Given exercise:
Pick out every line of the data below that contains the word "above", matching uppercase and lowercase exactly.

Record extracts:
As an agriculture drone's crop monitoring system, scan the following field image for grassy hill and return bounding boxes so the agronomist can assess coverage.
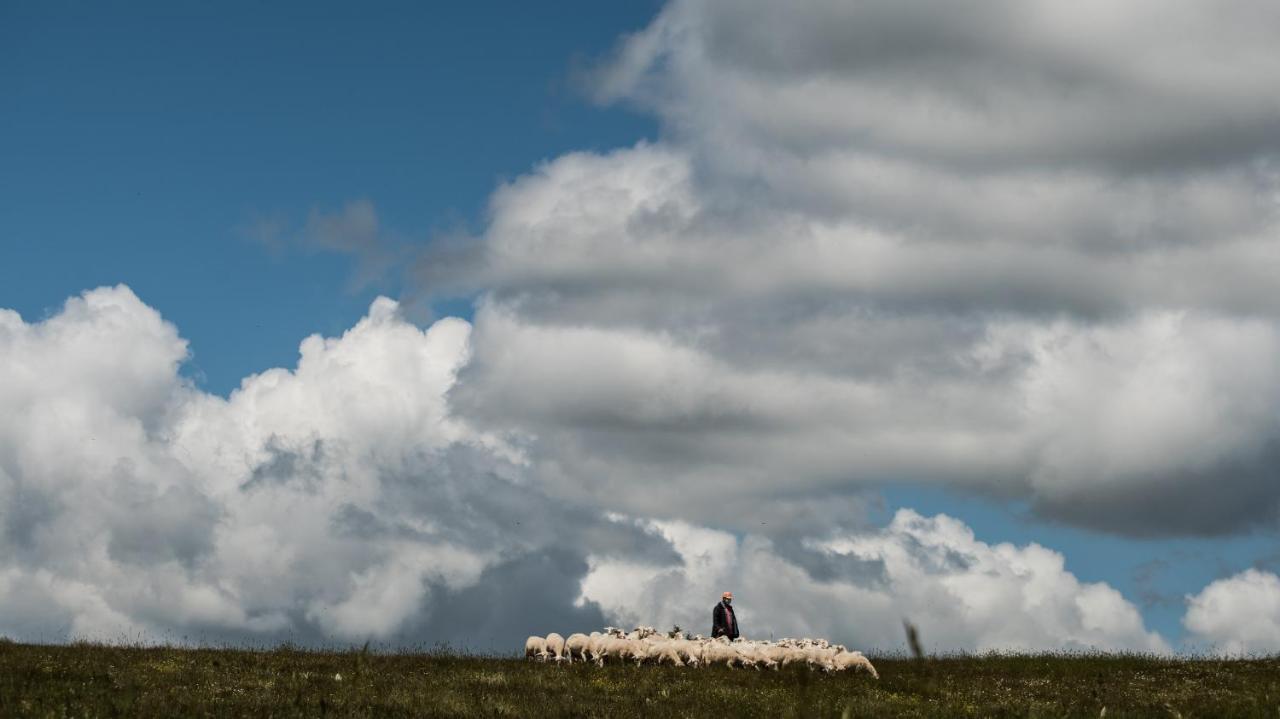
[0,641,1280,719]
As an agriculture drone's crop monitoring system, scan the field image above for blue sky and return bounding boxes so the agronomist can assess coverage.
[0,0,1277,642]
[0,3,655,394]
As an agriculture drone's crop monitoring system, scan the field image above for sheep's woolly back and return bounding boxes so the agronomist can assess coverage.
[525,626,879,679]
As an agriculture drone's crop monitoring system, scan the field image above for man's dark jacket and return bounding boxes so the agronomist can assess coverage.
[712,601,739,640]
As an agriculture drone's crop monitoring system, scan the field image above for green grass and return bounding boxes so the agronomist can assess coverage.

Full answer:
As an agriculture drone's crop monitoring system, scan the field image above for blue sky and return bounding boxes so the agronomist can assess coverage.
As an agriculture drone's crop monitoring system, scan the field image above for sheep's woolly back and return bounding boxes so the agronomist can assess coverage.
As an agriculture drone's crop monitoring system, scan the field image above for man's dark jacket and return bounding boxes so the agronomist can assess coverage.
As an agriculture drone's crop monitoring system, scan the field image above for green grass and return bounding boxes so the agronomist can assess coverage.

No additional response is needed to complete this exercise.